WHAT YOU HAVE TO DO: Copy the lines below exactly. Start at the first and finish with the line containing "Target: white wall".

━━━━━ RECORD SET

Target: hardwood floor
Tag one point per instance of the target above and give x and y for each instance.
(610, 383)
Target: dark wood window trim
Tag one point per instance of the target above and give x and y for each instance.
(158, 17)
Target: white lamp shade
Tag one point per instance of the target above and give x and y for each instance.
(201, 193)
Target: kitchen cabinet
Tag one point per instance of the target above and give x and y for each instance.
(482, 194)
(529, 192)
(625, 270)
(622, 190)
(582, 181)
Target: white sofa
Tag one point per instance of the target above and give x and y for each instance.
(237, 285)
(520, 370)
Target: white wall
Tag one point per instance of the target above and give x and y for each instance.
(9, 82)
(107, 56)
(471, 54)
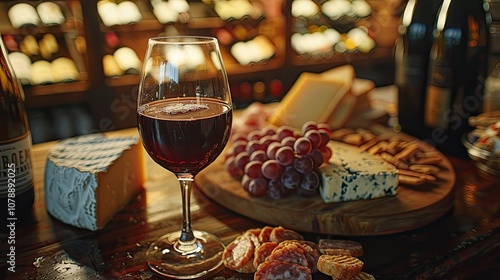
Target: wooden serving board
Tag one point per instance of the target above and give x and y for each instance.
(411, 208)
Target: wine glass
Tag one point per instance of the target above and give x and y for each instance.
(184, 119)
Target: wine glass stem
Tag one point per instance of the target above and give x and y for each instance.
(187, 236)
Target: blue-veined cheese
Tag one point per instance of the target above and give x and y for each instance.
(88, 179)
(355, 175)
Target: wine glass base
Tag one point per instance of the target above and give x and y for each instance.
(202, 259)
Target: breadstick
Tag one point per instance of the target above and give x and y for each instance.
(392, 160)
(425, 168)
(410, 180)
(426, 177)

━━━━━━━━━━

SOLUTION BELOW:
Target: hardwood floor
Tag one point per instance of the target above and give x and y for each instance.
(610, 383)
Target: dark wood window trim
Tag one point per instance of the target above and give x and y for each instance.
(158, 17)
Target: white lamp shade
Tag one point per instance of the target above and give x and y for each instance.
(201, 193)
Target: kitchen cabinet
Tag one point per instance of the target above and give x and y for each instance.
(482, 194)
(529, 192)
(625, 270)
(622, 190)
(582, 181)
Target: white sofa
Tag one point per instance of the target above and give x and y for each instance.
(237, 285)
(520, 370)
Target: white wall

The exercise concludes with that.